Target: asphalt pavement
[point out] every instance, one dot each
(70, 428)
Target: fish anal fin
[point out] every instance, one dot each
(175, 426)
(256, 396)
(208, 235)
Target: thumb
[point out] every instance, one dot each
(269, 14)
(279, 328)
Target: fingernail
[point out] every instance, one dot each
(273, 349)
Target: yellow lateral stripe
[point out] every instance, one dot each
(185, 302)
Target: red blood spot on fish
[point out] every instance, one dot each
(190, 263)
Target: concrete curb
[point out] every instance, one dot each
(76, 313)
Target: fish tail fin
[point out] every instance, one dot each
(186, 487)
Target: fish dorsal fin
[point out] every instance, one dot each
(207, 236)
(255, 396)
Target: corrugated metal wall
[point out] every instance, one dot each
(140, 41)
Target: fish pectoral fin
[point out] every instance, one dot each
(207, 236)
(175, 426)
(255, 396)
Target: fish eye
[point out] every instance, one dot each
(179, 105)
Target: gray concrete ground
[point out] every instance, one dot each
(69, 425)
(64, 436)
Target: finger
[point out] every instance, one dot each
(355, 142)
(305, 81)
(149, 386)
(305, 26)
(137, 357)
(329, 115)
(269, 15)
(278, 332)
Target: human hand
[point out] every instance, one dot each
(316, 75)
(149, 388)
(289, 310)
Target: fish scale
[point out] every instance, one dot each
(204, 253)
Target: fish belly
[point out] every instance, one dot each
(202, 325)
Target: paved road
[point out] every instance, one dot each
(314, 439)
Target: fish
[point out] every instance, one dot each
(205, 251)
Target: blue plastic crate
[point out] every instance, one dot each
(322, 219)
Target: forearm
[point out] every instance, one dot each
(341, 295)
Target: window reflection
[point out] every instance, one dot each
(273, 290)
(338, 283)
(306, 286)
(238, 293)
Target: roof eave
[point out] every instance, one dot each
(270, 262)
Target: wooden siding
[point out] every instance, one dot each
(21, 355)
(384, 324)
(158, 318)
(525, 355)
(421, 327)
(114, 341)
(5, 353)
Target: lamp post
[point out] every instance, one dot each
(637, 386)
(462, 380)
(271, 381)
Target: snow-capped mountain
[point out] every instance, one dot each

———

### YOUR OBJECTIVE
Every entry should be printed again exactly as it stands.

### WRITTEN SOLUTION
Target: asphalt pavement
[point out] every instance, one dot each
(70, 428)
Target: fish anal fin
[point out] every instance, one dot each
(175, 426)
(256, 396)
(208, 235)
Target: thumb
[point out] every instance, one dot each
(269, 14)
(279, 328)
Target: fingernail
[point out] every instance, one dot each
(273, 349)
Target: yellow lateral stripe
[point out] every instance, one dot each
(185, 302)
Target: red blood spot on fish
[point out] every instance, one dot each
(190, 263)
Target: concrete curb
[point out] every instance, one dot each
(76, 313)
Target: fish tail fin
[point out] every instance, one dot each
(186, 487)
Target: fish dorsal fin
[point out] every instance, one dot each
(207, 236)
(255, 396)
Target: corrugated metal wall
[point out] every instance, one dot each
(140, 41)
Target: fish pectoral fin
[point out] every instance, one dot each
(207, 236)
(175, 426)
(255, 396)
Target: fish eye
[point out] every instance, one dot each
(179, 105)
Target: gray concrete ground
[point out] every instance, one dot each
(69, 425)
(64, 436)
Target: finger
[point out] every instance, one dot each
(355, 142)
(305, 81)
(149, 386)
(305, 26)
(137, 357)
(329, 115)
(269, 15)
(278, 332)
Target: human hand
[point out] every instance, one dot each
(316, 75)
(149, 388)
(289, 310)
Target: fish scale
[point out] every instance, one dot each
(204, 253)
Target: fish belly
[point out] every instance, one dot each
(202, 325)
Target: paved road
[point out] every instance, one dot each
(314, 439)
Target: fish
[point out] every instance, one dot each
(205, 251)
Target: blue plastic crate
[point out] every instance, one dot each
(322, 219)
Target: forearm
[point out] every instance, one dot each
(341, 295)
Target: window reflection
[point out] every instance, one dot each
(273, 290)
(338, 283)
(306, 286)
(238, 293)
Target: roof eave
[point out] every instance, one dot each
(270, 262)
Target: wooden siding
[point out] every instance, one dot each
(21, 355)
(384, 324)
(158, 318)
(525, 355)
(421, 327)
(114, 341)
(5, 353)
Target: lamp post
[point out] every instance, one dot each
(637, 386)
(462, 380)
(271, 381)
Target: snow-capped mountain
[point out] every instance, one dot each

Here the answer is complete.